Суть задания: Какая часть генералитета и чиновничества, согласно тексту о русской культуре, была из немцев?

Текст документа:

--------------------

Разумеется, в великорусском начале больше органики. Но, спасая органику, рискуешь потерять многое: масштаб и то, что называется «всемирностью». Великорусской культуре, наверное, и не до того.
Но если вы думаете о судьбе русской культуры, — очнитесь от гипноза этнической статистики.
«Русский народ почти неуловим при статистическом методе изучения. Каждый русский может быть отнесен либо к великороссам, либо к украинцам, либо к полякам, немцам, грузинам, армянам. Гоголь — хохол, Пушкин — из арапов, Фонвизин — немец, Жуковский — турок, Багратион — грузин, Лорис-Меликов, Вахтангов, Хачатурян — армяне, Куприн — татарин, братья Рубинштейны, Левитан и Пастернак — евреи, добрая треть генералитета и чиновничества была из немцев. Можно без труда рассортировать эту группу. Так сейчас и делают: каждая национальность выискивает „своих“ среди знаменитых русских и зачисляет их в свой национальный депозит. Мы можем с улыбкой следить за этой шовинистической игрой. Печать русского духа, русской культуры слишком глубоко оттиснута на каждом ее деятеле, на каждом произведении, чтобы можно было стереть ее или заменить другой печатью. Отмеченное ею никогда не будет носить ни великорусского, ни украинского, ни какого бы то ни было другого имени. И если, при статистическом подходе, „русских“ можно растащить как избу по бревнышку, то есть в то же время что-то подобное цементу, что сплачивает эту группу в другом плане и делает ее прочнее железобетонного сооружения. Не оттого ли, что она не великорусская, а совсем другая по замыслу?»

--------------------

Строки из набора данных
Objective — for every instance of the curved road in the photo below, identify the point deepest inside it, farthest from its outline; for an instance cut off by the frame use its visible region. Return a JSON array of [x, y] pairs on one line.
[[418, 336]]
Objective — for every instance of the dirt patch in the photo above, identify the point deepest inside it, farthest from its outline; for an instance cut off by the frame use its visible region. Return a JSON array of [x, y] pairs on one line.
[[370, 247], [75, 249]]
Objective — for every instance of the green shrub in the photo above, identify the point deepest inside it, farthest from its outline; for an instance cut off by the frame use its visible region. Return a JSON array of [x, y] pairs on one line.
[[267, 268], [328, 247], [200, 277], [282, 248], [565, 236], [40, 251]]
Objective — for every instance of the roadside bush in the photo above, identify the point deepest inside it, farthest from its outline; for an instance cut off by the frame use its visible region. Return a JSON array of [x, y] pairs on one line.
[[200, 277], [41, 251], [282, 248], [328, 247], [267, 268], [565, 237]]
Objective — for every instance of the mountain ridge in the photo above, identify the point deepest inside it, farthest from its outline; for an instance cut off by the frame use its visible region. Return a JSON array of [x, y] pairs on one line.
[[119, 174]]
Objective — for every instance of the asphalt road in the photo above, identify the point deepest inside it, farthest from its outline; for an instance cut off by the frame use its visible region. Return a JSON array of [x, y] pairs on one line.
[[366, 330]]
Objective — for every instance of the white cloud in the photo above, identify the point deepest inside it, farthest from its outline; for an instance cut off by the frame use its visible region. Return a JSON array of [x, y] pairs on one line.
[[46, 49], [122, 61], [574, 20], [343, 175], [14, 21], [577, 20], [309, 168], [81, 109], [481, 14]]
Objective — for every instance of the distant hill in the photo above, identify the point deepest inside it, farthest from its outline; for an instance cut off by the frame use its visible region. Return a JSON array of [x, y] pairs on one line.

--------------------

Правильный ответ: Добрая треть.